[START OF Given records]

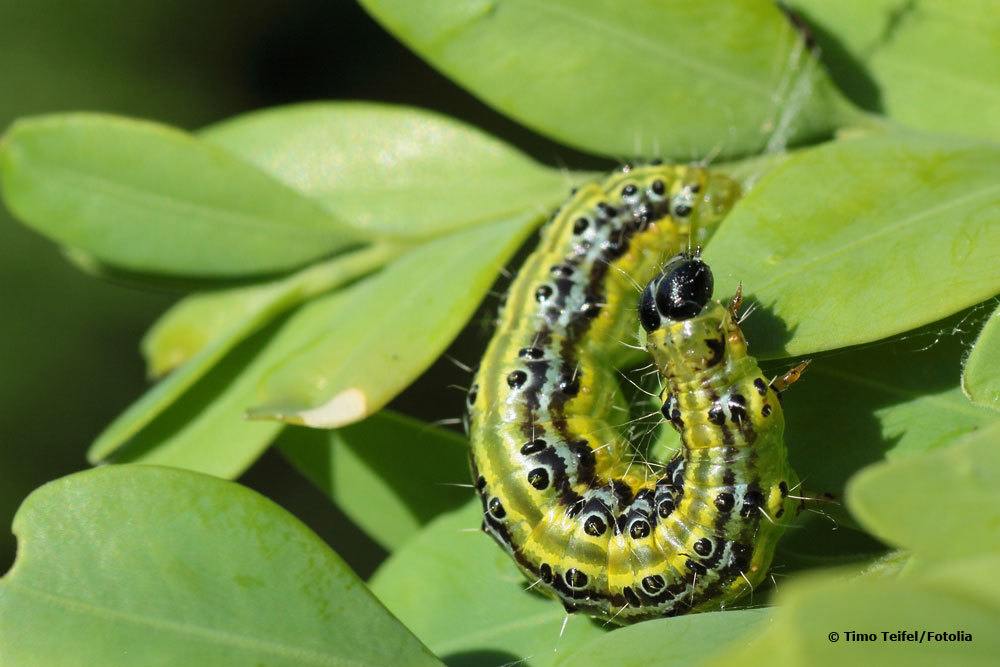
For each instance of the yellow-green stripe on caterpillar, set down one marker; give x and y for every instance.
(563, 490)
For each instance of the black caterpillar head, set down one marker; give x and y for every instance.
(680, 292)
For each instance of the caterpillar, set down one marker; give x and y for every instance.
(563, 492)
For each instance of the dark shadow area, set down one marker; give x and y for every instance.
(849, 73)
(483, 659)
(273, 476)
(763, 328)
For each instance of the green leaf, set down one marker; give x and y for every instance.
(928, 63)
(811, 608)
(686, 640)
(858, 240)
(394, 326)
(220, 318)
(138, 565)
(205, 428)
(945, 503)
(981, 373)
(683, 79)
(465, 599)
(206, 327)
(150, 198)
(393, 170)
(894, 400)
(390, 474)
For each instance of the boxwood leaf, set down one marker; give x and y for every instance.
(680, 79)
(856, 407)
(685, 640)
(962, 516)
(465, 599)
(206, 327)
(392, 170)
(395, 325)
(137, 565)
(815, 613)
(391, 474)
(149, 198)
(861, 239)
(928, 63)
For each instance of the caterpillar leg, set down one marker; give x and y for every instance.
(783, 382)
(736, 302)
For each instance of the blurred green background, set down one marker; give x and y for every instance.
(69, 342)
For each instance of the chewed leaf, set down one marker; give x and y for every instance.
(861, 239)
(394, 326)
(137, 565)
(202, 329)
(981, 374)
(392, 170)
(390, 474)
(150, 198)
(678, 79)
(229, 315)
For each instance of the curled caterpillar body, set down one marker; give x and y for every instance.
(561, 488)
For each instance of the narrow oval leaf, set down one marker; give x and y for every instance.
(684, 640)
(945, 503)
(853, 408)
(465, 599)
(395, 325)
(391, 474)
(392, 170)
(859, 240)
(150, 198)
(931, 64)
(206, 318)
(680, 79)
(211, 325)
(137, 565)
(981, 374)
(204, 428)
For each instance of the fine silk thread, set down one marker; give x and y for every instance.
(587, 519)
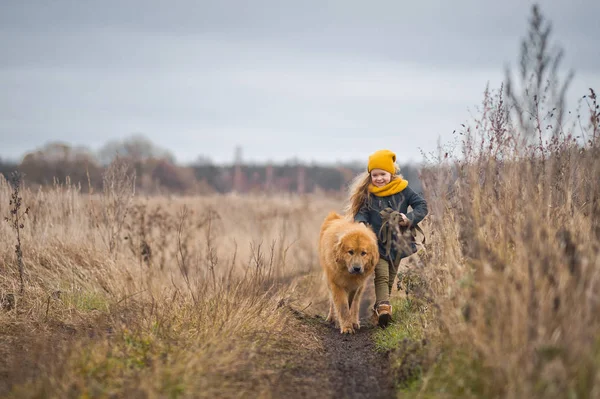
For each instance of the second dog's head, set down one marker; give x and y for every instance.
(356, 250)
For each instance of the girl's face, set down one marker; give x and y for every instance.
(380, 177)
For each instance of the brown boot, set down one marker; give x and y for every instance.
(383, 311)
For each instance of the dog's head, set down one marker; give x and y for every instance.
(357, 250)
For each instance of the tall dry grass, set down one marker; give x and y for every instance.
(514, 260)
(153, 297)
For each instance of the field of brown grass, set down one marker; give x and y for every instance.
(113, 294)
(151, 297)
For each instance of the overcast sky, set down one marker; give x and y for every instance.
(321, 81)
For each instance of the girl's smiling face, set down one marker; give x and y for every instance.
(380, 177)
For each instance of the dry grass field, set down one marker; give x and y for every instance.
(116, 295)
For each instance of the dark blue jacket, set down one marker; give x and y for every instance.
(369, 213)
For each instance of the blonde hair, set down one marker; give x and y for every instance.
(358, 192)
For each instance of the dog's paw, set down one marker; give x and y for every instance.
(347, 329)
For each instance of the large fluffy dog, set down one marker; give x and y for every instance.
(348, 254)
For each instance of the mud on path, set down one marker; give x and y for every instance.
(348, 366)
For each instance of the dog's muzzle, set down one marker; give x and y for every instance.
(356, 269)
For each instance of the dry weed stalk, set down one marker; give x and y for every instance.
(118, 191)
(16, 221)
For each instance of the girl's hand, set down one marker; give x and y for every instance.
(404, 222)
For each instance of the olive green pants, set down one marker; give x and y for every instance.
(385, 273)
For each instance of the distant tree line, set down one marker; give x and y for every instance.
(157, 171)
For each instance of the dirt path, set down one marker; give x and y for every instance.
(348, 367)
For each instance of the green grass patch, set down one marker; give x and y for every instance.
(85, 300)
(407, 325)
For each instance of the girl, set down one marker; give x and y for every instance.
(380, 198)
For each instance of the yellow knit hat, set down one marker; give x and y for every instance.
(382, 159)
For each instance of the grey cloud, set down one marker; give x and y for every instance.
(282, 79)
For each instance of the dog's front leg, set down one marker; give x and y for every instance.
(355, 307)
(342, 310)
(331, 315)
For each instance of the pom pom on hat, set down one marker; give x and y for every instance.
(382, 159)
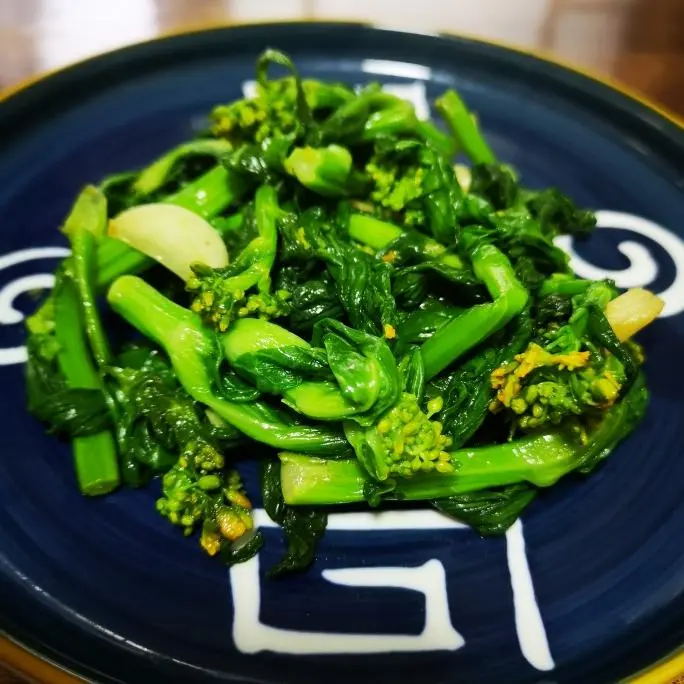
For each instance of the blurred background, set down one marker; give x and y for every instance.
(638, 42)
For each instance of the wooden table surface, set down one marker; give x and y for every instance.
(637, 42)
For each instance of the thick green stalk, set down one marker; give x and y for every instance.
(464, 128)
(192, 350)
(95, 457)
(84, 227)
(476, 324)
(540, 459)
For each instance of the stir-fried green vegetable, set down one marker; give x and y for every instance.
(314, 284)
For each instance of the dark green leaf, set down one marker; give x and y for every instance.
(489, 511)
(304, 526)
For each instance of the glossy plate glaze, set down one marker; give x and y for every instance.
(588, 588)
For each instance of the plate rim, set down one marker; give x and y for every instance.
(30, 661)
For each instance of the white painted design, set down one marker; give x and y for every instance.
(642, 270)
(251, 635)
(427, 519)
(9, 315)
(385, 67)
(529, 625)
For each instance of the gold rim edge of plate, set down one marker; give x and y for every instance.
(662, 672)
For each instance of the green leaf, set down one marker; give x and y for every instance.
(72, 412)
(489, 511)
(304, 526)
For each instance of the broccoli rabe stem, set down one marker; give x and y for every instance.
(380, 234)
(464, 128)
(207, 196)
(192, 349)
(540, 459)
(401, 119)
(327, 171)
(95, 456)
(221, 295)
(84, 227)
(478, 323)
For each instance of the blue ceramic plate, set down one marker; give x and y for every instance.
(589, 588)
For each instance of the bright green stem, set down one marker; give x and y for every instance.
(207, 196)
(84, 226)
(464, 128)
(478, 323)
(564, 285)
(211, 193)
(95, 458)
(324, 170)
(433, 136)
(192, 350)
(379, 234)
(540, 459)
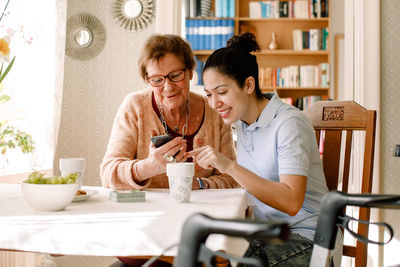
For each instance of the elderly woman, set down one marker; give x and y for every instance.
(165, 106)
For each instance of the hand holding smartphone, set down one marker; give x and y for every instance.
(160, 140)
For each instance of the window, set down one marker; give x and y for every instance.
(34, 81)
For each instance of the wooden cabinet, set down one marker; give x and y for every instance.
(285, 55)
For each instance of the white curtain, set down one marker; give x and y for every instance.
(36, 80)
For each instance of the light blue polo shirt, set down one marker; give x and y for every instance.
(282, 141)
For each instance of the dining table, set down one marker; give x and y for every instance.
(99, 226)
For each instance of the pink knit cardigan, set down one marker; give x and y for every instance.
(130, 137)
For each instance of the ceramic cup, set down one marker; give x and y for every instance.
(180, 177)
(71, 165)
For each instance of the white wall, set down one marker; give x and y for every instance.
(94, 89)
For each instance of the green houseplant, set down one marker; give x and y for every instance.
(10, 137)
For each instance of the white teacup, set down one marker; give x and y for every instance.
(180, 177)
(71, 165)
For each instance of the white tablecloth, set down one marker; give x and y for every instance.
(100, 227)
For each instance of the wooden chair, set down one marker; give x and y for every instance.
(336, 121)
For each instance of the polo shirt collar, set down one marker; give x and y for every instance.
(268, 114)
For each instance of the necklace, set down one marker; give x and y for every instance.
(176, 128)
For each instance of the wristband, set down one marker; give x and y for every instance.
(201, 183)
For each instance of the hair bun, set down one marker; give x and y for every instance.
(246, 42)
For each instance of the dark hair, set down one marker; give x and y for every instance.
(236, 61)
(159, 45)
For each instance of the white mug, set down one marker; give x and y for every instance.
(71, 165)
(180, 177)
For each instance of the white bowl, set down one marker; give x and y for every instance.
(49, 197)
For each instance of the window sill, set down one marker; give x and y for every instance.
(18, 177)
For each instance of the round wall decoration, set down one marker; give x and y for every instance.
(85, 38)
(133, 15)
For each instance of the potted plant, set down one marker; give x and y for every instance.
(10, 136)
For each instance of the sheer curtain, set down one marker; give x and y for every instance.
(36, 80)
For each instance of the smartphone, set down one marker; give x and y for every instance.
(160, 140)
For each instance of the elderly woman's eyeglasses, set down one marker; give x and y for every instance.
(173, 76)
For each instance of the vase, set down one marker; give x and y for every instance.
(273, 45)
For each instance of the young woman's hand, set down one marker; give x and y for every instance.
(208, 158)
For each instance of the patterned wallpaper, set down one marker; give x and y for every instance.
(390, 116)
(94, 89)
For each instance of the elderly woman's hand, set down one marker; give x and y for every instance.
(160, 156)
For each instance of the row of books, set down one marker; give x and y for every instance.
(313, 39)
(225, 8)
(289, 9)
(304, 102)
(203, 8)
(295, 76)
(208, 34)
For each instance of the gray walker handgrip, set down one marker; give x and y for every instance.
(199, 226)
(332, 207)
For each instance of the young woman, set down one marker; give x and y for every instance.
(278, 161)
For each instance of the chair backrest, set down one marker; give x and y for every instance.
(334, 123)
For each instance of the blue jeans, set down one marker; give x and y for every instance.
(295, 252)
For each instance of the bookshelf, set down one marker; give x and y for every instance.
(285, 55)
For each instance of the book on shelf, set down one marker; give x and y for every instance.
(208, 34)
(312, 39)
(289, 9)
(199, 70)
(224, 8)
(306, 76)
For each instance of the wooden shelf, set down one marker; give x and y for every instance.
(296, 92)
(278, 52)
(285, 56)
(291, 20)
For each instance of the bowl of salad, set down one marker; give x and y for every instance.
(53, 193)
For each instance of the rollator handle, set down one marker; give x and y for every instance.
(332, 207)
(198, 227)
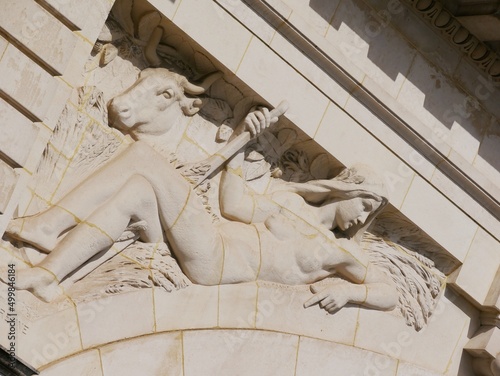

[END OF Given records]

— Problem to work on —
Please pull out every line of the listing above that contains the word "chair".

— Solved problem —
For each instance of the wooden chair, set down one marker; give x and y for every instance.
For each instance of the chair backrest, set down one marker; give x and y for every instance.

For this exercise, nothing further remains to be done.